PROMPT - Across all the records, filter for lines with the word "leaf" and copy them.

DATASET RECORDS -
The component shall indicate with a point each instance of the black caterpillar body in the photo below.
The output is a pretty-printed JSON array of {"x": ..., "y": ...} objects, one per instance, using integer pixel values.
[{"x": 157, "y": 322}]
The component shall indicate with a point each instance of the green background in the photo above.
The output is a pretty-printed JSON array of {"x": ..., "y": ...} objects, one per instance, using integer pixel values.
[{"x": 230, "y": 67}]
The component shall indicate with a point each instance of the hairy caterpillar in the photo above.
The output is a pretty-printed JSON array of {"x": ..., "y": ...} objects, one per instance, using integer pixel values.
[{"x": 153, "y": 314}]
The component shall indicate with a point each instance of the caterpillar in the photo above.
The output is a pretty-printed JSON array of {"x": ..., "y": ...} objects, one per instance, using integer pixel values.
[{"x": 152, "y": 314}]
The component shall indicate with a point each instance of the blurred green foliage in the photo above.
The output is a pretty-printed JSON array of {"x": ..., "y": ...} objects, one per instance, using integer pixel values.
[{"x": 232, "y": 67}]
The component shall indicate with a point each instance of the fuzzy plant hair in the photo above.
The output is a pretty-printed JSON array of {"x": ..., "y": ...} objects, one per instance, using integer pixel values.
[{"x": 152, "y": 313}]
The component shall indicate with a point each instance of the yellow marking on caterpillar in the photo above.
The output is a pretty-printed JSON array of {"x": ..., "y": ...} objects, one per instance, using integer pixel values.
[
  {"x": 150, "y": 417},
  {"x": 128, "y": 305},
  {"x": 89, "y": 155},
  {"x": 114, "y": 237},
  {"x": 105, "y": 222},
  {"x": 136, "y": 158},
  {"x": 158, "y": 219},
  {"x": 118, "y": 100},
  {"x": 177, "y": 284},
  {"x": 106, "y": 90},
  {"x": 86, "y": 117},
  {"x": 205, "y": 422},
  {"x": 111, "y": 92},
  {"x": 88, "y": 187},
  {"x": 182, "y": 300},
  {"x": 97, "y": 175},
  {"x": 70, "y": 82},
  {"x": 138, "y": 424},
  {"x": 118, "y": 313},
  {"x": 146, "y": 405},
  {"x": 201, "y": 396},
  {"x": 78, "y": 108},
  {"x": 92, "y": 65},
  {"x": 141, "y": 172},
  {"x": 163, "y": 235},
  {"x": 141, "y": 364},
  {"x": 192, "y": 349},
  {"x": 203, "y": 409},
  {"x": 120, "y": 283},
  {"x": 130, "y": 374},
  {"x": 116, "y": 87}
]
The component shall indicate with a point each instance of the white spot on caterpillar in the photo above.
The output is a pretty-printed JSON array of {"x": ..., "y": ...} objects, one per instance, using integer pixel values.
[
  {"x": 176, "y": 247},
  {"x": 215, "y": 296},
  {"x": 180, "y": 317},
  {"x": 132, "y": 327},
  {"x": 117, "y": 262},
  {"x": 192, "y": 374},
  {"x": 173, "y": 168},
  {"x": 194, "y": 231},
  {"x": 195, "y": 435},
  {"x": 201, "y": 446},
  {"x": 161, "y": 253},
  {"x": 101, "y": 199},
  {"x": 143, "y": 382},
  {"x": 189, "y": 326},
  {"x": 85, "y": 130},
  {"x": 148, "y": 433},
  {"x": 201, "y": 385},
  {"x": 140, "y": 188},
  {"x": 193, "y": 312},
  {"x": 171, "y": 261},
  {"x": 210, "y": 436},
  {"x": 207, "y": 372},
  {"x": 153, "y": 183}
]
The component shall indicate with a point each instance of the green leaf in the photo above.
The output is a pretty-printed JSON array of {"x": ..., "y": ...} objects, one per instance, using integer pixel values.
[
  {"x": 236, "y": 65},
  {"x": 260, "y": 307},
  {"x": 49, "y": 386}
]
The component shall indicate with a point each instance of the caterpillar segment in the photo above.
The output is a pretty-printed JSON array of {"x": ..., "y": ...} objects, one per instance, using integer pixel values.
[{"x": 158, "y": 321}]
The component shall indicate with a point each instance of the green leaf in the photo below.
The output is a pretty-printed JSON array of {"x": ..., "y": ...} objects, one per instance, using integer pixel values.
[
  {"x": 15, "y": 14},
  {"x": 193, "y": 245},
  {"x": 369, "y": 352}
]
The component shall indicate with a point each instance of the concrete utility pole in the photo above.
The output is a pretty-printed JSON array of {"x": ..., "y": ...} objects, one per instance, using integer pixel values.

RESULT -
The component shall indicate with a point each instance of the green leaf in the photo above.
The component shall indicate with a point each instance of the green leaf in the photo below.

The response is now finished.